WORK INSTRUCTION » Write out, word for word, every line from the one containing "Would you mind marking the string" through the final line of the records.

== MATERIAL SHOWN

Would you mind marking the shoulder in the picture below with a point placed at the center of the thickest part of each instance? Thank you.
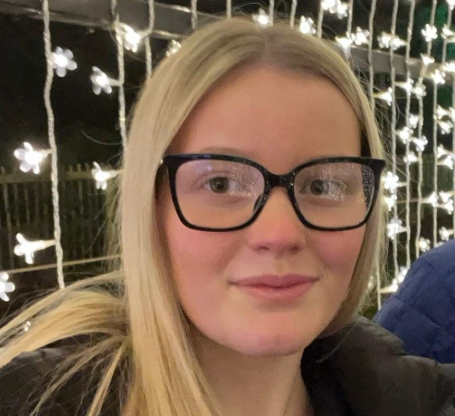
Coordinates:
(24, 380)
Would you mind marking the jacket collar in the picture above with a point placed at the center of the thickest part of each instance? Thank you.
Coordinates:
(363, 370)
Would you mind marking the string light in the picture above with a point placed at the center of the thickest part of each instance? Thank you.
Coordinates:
(360, 37)
(62, 60)
(386, 96)
(430, 32)
(5, 286)
(307, 26)
(101, 176)
(387, 40)
(173, 47)
(28, 248)
(131, 38)
(30, 158)
(101, 82)
(262, 18)
(335, 7)
(445, 234)
(424, 244)
(395, 227)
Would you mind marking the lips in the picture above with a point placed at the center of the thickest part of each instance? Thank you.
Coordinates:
(275, 281)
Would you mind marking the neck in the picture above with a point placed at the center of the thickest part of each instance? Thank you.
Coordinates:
(254, 385)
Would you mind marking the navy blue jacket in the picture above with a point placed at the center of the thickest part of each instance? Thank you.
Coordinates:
(422, 312)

====

ANSWER BELOW »
Would you mind marking the string light in the picture above with a point placed at the center of the thickest part of each instance? Thank you.
Coordinates:
(360, 37)
(62, 60)
(386, 96)
(430, 32)
(5, 286)
(307, 26)
(101, 176)
(387, 40)
(173, 47)
(28, 248)
(131, 38)
(30, 158)
(101, 82)
(262, 18)
(335, 7)
(445, 234)
(424, 244)
(395, 227)
Would you mind marking the lips in the picture above with a point placed at the center of the thickest part of each instance? Thank you.
Coordinates:
(275, 281)
Would you mind marking the neck in the picture above with a point placed at the center of the thickest part of each instance? Thank you.
Coordinates:
(254, 385)
Would you mind marking the navy blue jacket in the picture above with a point placed at the center of the thickest part of each instance? Thank you.
Coordinates:
(422, 312)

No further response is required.